- **USING THE INFORMATION**:
1 – The extract on t-tests and outliers names three things that can cause "bugs" in data collection. List them.
2 – Go on with the extract on t-tests and outliers, starting after its final sentence.

╭─ EXTRACT

Before [209 222 181 212 207 190 199 207 239 231]
After [175 219 196 188 196 186 187 203 203 203]

To measure how well out experiment worked, we conduct a t-test to “reject the null hypothesis” — in other words, to reject that our new measurements are not significantly different to our original ones. This is where many experiments may misrepresent their findings. A p-value from a t-test can be artificially inflated if it is erroneously run as being paired. For example, in our cholesterol test, the paired t-test p-value is 0.0222, whereas the unpaired p-value is 0.0530. If this were a paired test, the results would indicate a solid rebuke of the null hypothesis. But if it were unpaired, there would be no finding of statistical difference. So what attribute does our experiment need to be paired? It needs to show a before and after state of the same participant, such that measurements taken in one state reflect the changes of the same attribute in its altered state. This requirement fits our particular cholesterol experiment, so we are entitled to use paired t-tests to measure statistical significance. A p-value which lacks an explicit description of the type of test used to make it diminishes trust in that value, and raises some questions about how it was made.

3. Using outliers to exclude undesired data

Sometimes data collection has “bugs” in the process where a mechanical failure, human error, or a software glitch records something that just doesn’t fit in with the rest of a set. This could manifest as something obvious like clipping, where all values are either max or min within a range, like a row of all zeros or Int(max). Other times, it could be values that don’t logically fit an experimental framework, like an active human heart rate of 0 bpm, or a new experiment with a date set to January 1, 1970. These are all clear examples of bad data that should be excluded. However, what if the data is not abnormal, but very different from other values in the data set? For example:

Set A: 3815, 7655, 7951, 1868, 4897, 4455, 6463, 7093, 7546, 12760

Let’s imaging these values represent monthly mortgages. The plain average of these values is $6450.30, which doesn’t truely represent the data because of the $12,760.00 mortgage on the end. However, do we just remove this value and pretend it was never there? Do we keep plugging it into statistical packages until we get a significance value that meets our preconceptions? No, this would be akin to lying, and is bad science. There are many methods to help identify outliers, e.g., H-spread, Tukey method, Dixon’s Q test, but a solid reason for the exclusion should be presented, other than the actual separation value itself. For example, we could use the interquartile range (IQR) to find that $12,760.00 is indeed an outlier, and then investigate that mortgage value to discover that it may be close to the boundary between our study area and an area nearby with significantly higher home values. Depending on our study details, this may warrant exclusion of the data based on a map boundary error that is not fully reaslised until after data collection. A footnote may be added, identifying the exclusion of the value, while maintaining the integrity of the data collected.

╰─
╭─ INFORMATION

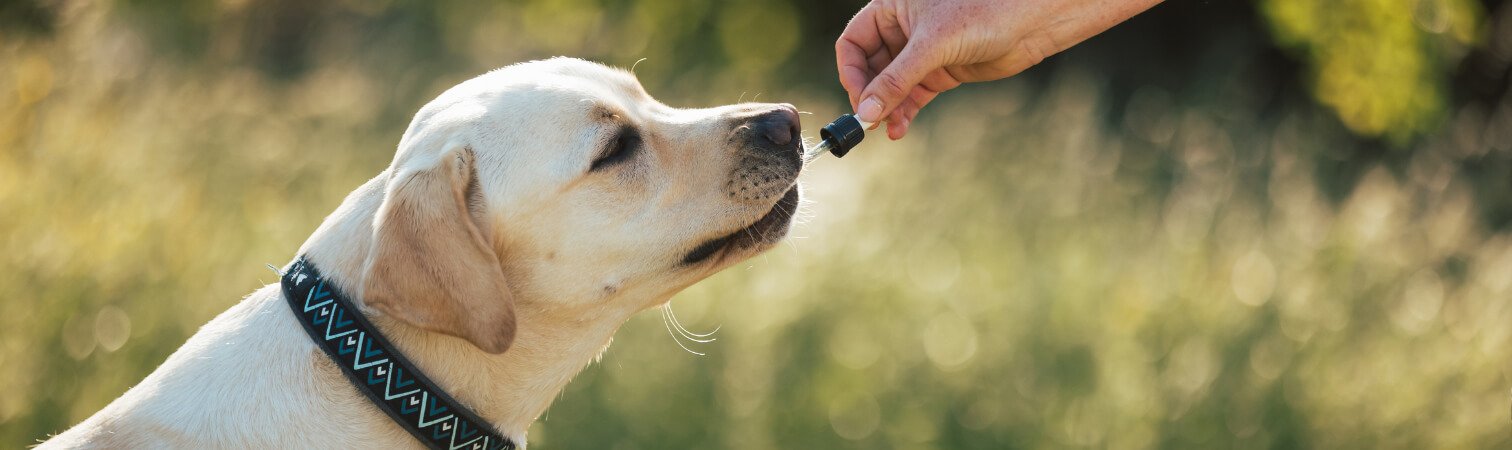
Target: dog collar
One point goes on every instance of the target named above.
(378, 370)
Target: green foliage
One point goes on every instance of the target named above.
(1381, 65)
(1068, 258)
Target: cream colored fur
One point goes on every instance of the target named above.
(540, 261)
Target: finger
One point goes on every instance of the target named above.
(894, 83)
(852, 49)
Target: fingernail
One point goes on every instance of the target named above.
(870, 110)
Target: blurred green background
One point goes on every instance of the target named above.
(1220, 225)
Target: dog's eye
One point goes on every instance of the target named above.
(620, 150)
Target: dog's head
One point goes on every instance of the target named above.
(563, 186)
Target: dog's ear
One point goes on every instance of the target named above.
(430, 265)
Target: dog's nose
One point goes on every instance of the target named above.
(780, 126)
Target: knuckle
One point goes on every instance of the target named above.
(891, 83)
(1036, 47)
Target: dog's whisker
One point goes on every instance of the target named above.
(690, 334)
(675, 337)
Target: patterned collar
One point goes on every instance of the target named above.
(378, 370)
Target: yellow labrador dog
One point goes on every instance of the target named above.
(526, 215)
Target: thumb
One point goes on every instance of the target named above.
(892, 85)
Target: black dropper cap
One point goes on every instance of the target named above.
(842, 135)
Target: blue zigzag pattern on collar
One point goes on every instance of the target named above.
(377, 369)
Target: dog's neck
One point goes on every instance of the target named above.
(508, 390)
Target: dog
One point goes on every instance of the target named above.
(526, 215)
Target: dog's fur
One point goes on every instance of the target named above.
(490, 254)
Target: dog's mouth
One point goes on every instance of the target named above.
(759, 234)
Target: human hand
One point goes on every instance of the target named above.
(897, 55)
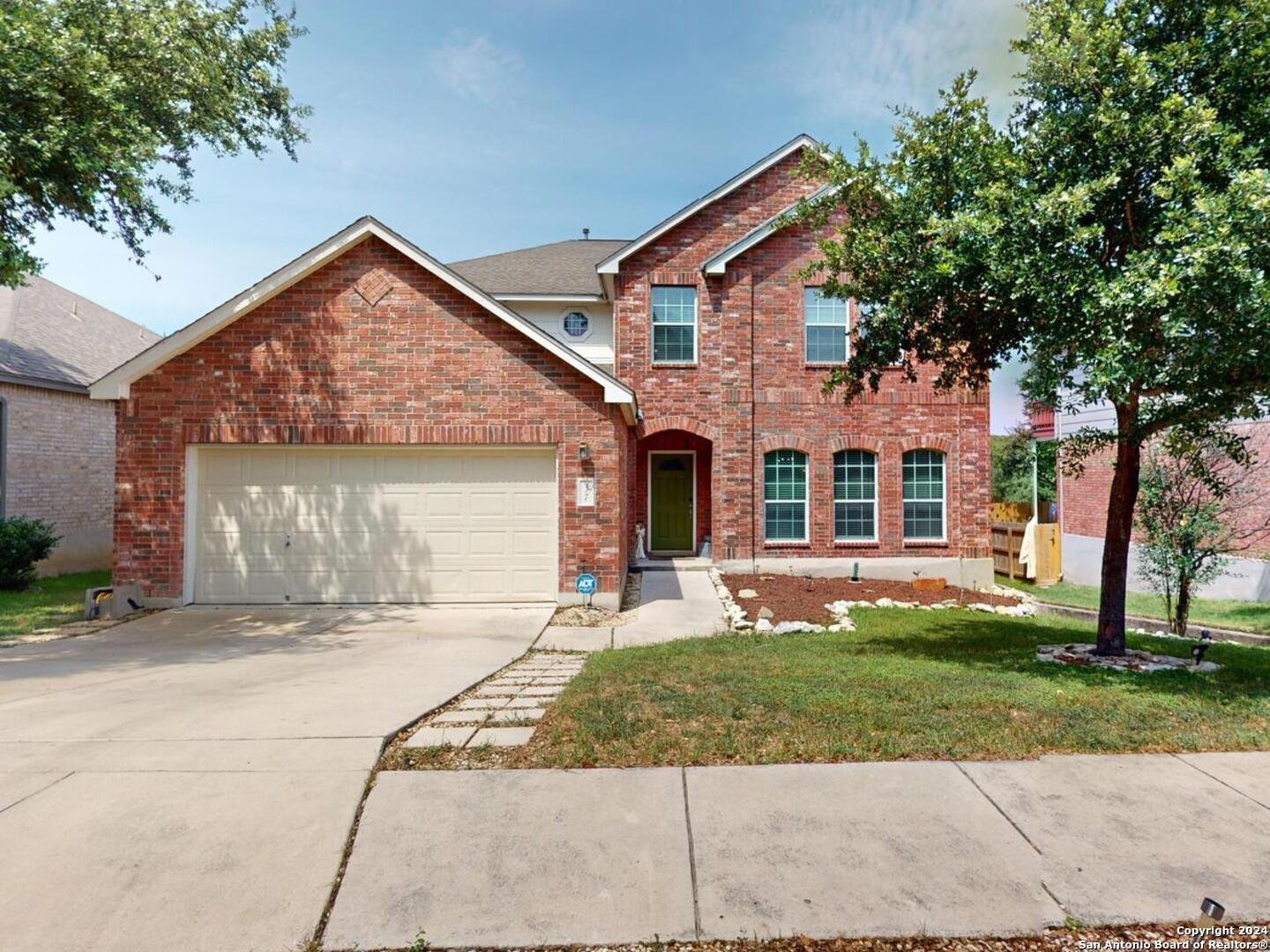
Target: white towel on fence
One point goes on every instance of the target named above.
(1027, 548)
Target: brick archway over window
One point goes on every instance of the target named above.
(926, 443)
(855, 442)
(660, 424)
(787, 442)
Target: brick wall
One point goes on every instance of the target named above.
(318, 365)
(752, 390)
(60, 467)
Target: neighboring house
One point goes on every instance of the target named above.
(1082, 508)
(370, 424)
(57, 446)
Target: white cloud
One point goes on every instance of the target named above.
(473, 66)
(856, 58)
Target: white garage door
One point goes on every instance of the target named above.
(375, 524)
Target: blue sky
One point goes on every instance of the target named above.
(481, 127)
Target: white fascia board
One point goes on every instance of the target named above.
(718, 263)
(115, 385)
(609, 265)
(550, 297)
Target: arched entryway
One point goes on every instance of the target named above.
(672, 492)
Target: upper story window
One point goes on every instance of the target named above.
(826, 324)
(923, 495)
(785, 495)
(675, 324)
(855, 496)
(576, 325)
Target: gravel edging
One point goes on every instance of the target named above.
(1154, 626)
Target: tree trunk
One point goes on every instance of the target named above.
(1116, 547)
(1183, 611)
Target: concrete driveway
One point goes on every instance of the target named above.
(188, 779)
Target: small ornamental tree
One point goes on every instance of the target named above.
(1198, 505)
(103, 104)
(1114, 234)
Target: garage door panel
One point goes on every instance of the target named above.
(418, 524)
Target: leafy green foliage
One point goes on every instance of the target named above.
(1012, 467)
(1188, 514)
(23, 542)
(103, 104)
(1116, 233)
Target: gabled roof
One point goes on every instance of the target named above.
(54, 338)
(115, 385)
(718, 263)
(546, 271)
(609, 264)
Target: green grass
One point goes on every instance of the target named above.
(49, 602)
(1221, 614)
(906, 686)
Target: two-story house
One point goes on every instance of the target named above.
(370, 424)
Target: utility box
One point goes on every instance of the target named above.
(112, 602)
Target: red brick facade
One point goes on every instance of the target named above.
(751, 390)
(319, 365)
(426, 365)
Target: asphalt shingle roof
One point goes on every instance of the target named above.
(49, 334)
(559, 268)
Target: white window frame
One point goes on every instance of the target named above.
(848, 539)
(846, 331)
(807, 501)
(944, 499)
(653, 324)
(591, 325)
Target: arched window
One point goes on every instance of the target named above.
(785, 495)
(923, 496)
(855, 496)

╰─

- **ANSWERS BY ITEM NUMBER**:
1 – mechanical failure, human error, software glitch

2 –
These three issues bring up a larger, overarching issue of decreasing barriers between data collection and analysis. How much separation should be between those who collect data, and those who analyse it? Are the results of data being driven too much by the processes used to analyse them? In other words, if my methodology is focused on a specific range of values, will I only collect data sensitive to the range I am expecting? These are questions that will be increasingly asked as statistical claims become more common place. A great way to make these claims more defensible is with truth, transparency, and good science.